**Required actions**
1/ Using the passage on the VIRAM implementation of LD-CELP, answer these:
(a) How many samples did the standard test input file contain?
(b) What number format was used in all of the vectorized functions?
(c) How many 32-bit lanes were assumed in the performance analysis?
2/ Write the next paragraph of the passage on implementing LD-CELP on the VIRAM architecture, picking up after its last sentence.

**Passage**
========================
We obtained the source code for a public domain C implementation of the CCITT LD-CELP standard and compiled it using the non-GNU-compliant cc compiler. Six of the more computationally intensive functions, as described above, were implemented in VIRAM assembly language. The manually coded vector components were assembled using the VIRAM assembler (vas) and linked with the compiled objects, replacing the respective functions in the C implementation. The resulting executable was run on the VIRAM ISA simulator (vsim), which produces crude estimates of the number of scalar and vector instructions executed, as well as trace information used by the VIRAM performance simulator (vsimp). The correctness of the complete program was verified by encoding a standard test input file containing 3.64 seconds of real-time speech (29,120 samples) and comparing the output with the reference output file.

The proposed VIRAM architecture supports variable virtual processor (VP) widths and supports both floating-point and fixed-point operations. Both floating-point and fixed-point implementations of LD-CELP exist; implementations designed for specialized DSP chips generally use the 16-bit fixed-point format to make more efficient use of the limited processor and memory performance on such systems. In our implementation, we used 32-bit floating-point exclusively in all of the vectorized functions, in order to maintain consistency with the compiled C components. This prevented differences in output which would result from rounding 16-bit fixed-point values and facilitated exact verification of the output with the original C implementation. The 16-bit fixed-point format would effectively double the number of lanes; the effect of increasing the number of lanes on overall performance is discussed in Section V. The VIRAM simulator also allows the maximum vector length (MVL) and the number of lanes to be fixed at runtime. We used an MVL of 64 (defined for a VP width of 64 bits), corresponding to a vector register length of 4096 bits. While an MVL of 32 would be more typical of a compact VIRAM implementation, the MVL of 64 allowed us to perform operations on vectors containing up to 128 32-bit values and implement all loops without strip-mining. (We decided that strip-mining, while adding to the complexity of the code, would not make a meaningful contribution to our analysis in the absence of highly precise simulation tools). We assumed 4 64-bit lanes (8 32-bit lanes) in our perfomance analysis.
========================
**Extracted material**
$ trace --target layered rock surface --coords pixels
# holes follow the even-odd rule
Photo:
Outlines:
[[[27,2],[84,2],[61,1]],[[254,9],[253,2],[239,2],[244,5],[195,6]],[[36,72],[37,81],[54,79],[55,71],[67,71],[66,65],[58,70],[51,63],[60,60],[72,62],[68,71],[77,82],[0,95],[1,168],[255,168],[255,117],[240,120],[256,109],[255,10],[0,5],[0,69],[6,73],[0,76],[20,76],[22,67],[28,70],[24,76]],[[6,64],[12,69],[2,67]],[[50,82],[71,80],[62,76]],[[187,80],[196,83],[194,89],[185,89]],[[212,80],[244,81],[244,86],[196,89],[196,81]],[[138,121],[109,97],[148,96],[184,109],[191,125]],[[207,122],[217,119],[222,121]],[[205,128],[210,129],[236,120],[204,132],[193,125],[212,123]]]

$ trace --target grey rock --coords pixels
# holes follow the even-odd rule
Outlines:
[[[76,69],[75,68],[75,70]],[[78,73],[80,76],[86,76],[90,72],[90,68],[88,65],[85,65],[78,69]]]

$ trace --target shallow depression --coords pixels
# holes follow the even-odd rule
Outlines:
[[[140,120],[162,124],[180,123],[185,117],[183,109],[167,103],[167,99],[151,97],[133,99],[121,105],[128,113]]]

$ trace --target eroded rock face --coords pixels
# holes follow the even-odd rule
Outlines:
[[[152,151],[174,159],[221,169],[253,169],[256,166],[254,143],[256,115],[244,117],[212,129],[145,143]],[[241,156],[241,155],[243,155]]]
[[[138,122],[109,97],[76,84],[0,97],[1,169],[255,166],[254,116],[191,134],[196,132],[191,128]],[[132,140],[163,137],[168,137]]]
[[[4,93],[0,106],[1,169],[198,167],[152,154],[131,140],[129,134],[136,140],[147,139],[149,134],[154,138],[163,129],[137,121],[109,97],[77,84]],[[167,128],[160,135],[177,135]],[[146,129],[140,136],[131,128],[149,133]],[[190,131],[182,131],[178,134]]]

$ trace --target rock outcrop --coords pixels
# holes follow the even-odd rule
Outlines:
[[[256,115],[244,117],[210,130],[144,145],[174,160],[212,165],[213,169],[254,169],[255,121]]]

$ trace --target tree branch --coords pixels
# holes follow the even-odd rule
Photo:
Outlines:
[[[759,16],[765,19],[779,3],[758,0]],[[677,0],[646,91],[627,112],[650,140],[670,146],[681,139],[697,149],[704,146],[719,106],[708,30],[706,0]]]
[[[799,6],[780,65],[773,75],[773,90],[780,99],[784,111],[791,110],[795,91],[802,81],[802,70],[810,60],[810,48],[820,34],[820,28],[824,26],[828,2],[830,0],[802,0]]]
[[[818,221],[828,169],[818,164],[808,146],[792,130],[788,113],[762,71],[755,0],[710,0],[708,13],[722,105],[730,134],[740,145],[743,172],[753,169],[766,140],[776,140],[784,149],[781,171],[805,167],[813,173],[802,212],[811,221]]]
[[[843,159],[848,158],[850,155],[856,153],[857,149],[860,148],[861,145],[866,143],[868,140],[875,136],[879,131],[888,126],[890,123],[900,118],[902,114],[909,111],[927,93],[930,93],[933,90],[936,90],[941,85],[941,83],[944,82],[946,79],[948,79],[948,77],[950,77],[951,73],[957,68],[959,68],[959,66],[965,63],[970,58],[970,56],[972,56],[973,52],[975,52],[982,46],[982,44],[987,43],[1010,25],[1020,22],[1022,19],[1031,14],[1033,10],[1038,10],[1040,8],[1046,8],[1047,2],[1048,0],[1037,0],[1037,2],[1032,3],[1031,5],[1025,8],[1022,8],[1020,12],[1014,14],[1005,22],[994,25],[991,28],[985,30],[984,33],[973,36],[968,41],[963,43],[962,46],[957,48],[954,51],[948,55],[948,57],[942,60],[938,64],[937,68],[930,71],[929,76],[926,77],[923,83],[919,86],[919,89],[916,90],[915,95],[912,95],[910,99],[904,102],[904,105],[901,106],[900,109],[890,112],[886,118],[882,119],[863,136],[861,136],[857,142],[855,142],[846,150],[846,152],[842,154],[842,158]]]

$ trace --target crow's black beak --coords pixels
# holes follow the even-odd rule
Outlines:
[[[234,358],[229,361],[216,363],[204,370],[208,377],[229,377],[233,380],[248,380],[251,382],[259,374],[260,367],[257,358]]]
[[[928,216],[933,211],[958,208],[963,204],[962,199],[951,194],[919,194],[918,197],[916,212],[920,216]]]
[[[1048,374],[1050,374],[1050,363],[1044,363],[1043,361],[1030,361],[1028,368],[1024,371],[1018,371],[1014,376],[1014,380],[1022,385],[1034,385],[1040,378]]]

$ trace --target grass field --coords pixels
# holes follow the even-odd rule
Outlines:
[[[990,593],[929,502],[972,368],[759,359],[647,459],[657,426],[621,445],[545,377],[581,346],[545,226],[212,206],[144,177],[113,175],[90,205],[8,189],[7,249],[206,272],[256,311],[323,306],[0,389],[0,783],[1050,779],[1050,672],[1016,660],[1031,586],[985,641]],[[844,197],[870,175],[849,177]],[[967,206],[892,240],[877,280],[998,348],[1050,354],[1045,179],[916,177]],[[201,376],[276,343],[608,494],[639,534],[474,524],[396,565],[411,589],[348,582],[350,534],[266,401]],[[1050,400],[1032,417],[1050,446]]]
========================
**Answers to the exercises**
1/
(a) 29,120 samples.
(b) 32-bit floating-point.
(c) 8 32-bit lanes, which is the same as 4 64-bit lanes.

2/
Here is a brief description of the functions that were vectorized and their vector implementations. We have included links to the C and VIRAM source code.

1. autocorr:

This function computes the autocorrelation of a vector and is used to update coefficients for the synthesis filter, gain filter, and perceptual weighting filter. The function consists of two nested loops; the inner loop is an inner product (multiply-add) loop. This function is invoked from several different points in the program with different problem sizes; the largest invocation has dimensions of 50 and 35 iterations for the outer and inner loops, respectively. Both loops are vectorizable; we chose to vectorize the outer loop since it allows longer vectors to be used and produces the output array with very few scalar operations, resulting in better performance. This is a very processor-intensive function; the only memory accesses are to load the input array and to save the output array. Several VIRAM features prove to be useful even for such a very simple function. The autocorrelation function computes the inner product of different parts of the same array; vector-vector extract (vext.vv) is used to access subsegments of the vector register containing the array, greatly reducing the number of memory accesses. A strided vector store (vlds) with stride -1 is used to store the result to memory, since the vectorized algorithm produces the output array in reverse order.

2. cb_index:

This function searches the codebook to find the best codeword to represent an input vector of 5 samples. LD-CELP uses a fixed codebook of 1024 codewords. To reduce the computational complexity of codebook search, the codebook is divided into two separate units, one containing 128 signal shape vectors and one containing 8 gain levels. The scalar implementation computes the correlation of the filtered input signal with each shape codeword and estimates the optimal gain level (with each codeword) by thresholding the correlation values. It then computes the distortion for each shape codeword and returns the index of the codeword with the minimum distortion.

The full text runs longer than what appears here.